§ **Task description**:
How many lines in the items below contain the string "machine", matching case exactly? Reply with the number alone.

§ **Dataset records**:
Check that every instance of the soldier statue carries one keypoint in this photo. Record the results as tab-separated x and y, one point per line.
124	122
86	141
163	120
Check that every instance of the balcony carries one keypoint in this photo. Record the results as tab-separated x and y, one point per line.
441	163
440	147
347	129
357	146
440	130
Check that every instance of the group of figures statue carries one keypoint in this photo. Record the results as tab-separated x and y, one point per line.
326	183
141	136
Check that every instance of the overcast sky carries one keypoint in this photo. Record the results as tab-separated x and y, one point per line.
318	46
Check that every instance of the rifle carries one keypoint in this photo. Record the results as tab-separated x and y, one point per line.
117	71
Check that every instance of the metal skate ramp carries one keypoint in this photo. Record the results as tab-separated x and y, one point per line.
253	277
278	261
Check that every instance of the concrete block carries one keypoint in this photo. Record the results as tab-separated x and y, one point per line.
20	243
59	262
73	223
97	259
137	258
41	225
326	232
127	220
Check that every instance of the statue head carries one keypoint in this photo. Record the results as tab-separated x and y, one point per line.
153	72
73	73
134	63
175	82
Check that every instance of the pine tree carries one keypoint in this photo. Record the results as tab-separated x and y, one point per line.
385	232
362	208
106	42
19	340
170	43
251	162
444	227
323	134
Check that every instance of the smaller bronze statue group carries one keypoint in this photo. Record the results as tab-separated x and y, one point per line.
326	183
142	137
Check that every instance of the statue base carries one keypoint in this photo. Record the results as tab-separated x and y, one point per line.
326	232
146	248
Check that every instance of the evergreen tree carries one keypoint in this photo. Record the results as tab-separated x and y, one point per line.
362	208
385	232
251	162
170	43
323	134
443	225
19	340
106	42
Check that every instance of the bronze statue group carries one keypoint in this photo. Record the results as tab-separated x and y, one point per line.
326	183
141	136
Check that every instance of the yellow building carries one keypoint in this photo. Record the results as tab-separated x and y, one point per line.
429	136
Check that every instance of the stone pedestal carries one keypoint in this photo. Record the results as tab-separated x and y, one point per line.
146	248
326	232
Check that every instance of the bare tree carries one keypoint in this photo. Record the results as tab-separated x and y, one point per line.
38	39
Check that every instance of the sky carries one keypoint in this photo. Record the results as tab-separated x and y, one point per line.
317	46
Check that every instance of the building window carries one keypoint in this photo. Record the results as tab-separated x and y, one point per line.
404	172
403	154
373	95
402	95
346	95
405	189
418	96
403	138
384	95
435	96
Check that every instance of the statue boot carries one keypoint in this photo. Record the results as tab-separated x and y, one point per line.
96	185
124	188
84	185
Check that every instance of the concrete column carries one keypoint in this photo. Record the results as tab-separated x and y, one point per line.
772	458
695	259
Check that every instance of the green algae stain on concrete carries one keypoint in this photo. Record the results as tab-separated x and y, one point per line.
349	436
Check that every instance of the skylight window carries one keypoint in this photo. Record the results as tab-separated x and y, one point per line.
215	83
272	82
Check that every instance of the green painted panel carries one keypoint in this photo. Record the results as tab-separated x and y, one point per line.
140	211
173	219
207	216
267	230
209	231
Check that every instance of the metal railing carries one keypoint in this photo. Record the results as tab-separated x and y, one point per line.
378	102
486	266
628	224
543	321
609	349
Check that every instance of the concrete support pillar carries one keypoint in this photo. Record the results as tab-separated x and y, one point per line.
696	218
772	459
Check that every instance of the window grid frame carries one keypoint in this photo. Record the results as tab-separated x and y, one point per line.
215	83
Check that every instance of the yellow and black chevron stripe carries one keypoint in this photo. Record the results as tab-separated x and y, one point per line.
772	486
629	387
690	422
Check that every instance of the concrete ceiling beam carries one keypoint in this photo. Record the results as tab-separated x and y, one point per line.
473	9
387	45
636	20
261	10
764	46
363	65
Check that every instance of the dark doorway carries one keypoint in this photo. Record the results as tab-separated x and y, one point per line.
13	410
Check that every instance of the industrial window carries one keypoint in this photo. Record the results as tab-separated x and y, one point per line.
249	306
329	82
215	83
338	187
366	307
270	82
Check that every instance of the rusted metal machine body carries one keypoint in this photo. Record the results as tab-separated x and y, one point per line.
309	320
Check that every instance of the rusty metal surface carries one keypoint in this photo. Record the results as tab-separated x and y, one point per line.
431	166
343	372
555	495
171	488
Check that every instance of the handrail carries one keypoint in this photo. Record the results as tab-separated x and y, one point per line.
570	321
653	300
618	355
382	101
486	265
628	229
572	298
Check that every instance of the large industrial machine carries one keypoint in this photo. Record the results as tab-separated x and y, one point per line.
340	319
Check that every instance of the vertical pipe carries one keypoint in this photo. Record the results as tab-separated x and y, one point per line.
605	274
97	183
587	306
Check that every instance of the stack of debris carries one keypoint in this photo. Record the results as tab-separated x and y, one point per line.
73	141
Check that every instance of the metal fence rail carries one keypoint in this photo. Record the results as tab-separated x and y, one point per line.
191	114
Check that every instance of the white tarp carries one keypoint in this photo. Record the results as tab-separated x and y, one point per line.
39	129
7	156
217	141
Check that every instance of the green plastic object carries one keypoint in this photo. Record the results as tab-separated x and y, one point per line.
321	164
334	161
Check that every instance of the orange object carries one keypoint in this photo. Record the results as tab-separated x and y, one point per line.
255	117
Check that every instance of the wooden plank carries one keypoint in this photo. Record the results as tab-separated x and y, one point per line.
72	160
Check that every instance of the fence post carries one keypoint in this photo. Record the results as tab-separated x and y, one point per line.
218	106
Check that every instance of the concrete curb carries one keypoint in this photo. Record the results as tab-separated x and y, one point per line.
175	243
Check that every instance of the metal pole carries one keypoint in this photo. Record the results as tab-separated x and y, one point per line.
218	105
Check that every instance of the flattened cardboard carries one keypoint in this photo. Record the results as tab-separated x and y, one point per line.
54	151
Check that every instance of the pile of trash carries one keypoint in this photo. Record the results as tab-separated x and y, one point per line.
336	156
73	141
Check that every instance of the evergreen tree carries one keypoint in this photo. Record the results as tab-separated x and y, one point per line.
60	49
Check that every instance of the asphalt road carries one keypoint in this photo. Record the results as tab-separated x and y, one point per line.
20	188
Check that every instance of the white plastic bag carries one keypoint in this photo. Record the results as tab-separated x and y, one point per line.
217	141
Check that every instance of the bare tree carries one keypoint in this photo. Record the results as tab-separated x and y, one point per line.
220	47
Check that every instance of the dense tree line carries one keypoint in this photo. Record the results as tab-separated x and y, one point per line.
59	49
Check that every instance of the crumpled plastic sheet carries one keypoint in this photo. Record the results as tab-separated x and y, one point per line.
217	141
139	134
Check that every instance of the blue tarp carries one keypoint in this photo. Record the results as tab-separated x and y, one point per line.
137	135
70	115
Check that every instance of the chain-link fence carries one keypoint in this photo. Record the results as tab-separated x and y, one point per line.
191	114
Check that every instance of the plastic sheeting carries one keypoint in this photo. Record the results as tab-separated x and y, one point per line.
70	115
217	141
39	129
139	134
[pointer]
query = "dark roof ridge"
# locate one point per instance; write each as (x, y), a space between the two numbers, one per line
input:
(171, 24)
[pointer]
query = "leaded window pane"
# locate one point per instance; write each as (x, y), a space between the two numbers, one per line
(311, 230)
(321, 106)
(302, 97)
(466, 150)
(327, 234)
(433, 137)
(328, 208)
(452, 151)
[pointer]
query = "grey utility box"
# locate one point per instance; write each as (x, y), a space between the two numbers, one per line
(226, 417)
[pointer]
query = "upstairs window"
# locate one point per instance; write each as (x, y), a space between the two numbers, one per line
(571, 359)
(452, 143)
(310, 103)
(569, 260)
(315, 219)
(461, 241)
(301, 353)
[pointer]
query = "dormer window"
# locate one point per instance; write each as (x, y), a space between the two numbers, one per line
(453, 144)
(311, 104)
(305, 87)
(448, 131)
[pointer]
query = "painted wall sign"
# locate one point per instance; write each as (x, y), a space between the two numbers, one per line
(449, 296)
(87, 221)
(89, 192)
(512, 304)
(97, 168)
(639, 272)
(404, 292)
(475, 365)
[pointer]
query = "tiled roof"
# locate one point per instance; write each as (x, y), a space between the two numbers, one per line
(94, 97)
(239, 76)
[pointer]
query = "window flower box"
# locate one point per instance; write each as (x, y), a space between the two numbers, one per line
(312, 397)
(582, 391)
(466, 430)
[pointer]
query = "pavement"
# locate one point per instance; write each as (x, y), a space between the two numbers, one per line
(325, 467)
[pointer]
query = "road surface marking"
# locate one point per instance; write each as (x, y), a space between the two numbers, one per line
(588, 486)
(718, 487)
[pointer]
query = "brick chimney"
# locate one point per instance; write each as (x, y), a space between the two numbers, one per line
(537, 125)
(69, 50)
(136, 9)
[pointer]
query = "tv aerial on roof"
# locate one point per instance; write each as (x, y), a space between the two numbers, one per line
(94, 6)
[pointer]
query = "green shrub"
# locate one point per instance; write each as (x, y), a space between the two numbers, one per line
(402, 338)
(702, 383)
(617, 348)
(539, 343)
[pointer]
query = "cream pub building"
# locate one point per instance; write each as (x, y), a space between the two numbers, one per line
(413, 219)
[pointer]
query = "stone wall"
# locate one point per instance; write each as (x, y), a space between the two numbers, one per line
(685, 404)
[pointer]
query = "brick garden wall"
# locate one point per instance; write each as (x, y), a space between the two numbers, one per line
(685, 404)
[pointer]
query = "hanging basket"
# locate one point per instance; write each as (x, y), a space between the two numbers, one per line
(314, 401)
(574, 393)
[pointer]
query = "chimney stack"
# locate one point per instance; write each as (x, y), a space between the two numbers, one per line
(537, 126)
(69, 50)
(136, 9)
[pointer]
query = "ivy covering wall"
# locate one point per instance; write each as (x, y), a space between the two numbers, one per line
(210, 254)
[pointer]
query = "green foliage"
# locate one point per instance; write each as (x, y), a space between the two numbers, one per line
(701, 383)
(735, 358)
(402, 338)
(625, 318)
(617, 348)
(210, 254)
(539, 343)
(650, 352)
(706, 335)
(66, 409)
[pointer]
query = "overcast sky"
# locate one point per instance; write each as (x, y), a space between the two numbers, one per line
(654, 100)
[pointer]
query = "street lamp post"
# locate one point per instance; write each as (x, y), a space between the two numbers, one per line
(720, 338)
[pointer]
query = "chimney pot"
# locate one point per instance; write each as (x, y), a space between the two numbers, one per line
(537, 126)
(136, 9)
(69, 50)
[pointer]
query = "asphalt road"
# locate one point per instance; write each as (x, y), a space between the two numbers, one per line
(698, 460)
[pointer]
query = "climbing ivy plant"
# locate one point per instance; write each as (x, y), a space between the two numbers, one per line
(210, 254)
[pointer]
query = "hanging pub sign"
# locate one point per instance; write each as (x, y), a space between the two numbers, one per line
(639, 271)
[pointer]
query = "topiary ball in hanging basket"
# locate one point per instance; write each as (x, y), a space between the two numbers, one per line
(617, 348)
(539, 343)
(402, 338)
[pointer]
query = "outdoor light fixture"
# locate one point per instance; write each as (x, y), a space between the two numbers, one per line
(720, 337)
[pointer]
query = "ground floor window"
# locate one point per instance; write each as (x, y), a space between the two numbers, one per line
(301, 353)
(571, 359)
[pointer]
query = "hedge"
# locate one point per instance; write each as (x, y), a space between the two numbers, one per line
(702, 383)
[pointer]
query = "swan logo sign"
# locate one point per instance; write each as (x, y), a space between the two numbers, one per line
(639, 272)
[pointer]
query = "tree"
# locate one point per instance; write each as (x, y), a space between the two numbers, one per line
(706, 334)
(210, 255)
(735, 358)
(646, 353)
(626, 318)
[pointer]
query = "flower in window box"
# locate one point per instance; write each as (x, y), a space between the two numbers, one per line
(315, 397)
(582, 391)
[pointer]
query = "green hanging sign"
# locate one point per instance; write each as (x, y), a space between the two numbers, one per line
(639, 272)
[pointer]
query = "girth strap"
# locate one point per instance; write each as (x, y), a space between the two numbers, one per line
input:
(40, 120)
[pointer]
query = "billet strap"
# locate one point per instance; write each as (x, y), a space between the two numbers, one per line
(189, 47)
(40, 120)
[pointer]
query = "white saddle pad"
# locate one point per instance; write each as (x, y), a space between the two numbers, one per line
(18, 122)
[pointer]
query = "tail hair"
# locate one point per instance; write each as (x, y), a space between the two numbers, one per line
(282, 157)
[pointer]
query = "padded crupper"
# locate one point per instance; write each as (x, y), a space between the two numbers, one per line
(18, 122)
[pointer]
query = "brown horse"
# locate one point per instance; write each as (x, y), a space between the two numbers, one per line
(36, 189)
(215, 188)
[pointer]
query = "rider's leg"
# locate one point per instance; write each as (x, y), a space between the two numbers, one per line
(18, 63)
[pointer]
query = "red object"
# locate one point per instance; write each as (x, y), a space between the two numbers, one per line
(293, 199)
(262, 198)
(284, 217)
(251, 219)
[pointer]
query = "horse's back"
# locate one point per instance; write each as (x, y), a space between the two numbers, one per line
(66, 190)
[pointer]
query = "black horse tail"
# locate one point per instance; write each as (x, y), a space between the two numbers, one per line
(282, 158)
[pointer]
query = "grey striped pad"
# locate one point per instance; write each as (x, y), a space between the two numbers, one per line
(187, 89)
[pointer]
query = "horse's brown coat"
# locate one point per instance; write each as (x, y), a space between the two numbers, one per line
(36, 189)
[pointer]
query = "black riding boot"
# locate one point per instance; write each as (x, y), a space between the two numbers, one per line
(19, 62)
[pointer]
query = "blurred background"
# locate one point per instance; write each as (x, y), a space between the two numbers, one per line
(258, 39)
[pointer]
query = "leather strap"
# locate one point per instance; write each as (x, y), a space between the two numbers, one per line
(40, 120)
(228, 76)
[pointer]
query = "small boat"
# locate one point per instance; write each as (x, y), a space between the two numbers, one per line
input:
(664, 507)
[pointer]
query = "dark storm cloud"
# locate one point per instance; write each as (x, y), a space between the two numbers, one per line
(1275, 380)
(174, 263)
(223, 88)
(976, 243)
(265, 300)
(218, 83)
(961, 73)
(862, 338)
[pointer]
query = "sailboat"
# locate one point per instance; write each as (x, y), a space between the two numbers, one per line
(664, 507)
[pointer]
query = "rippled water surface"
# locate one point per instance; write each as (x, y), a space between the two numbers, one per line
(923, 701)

§ **Response for this exercise**:
2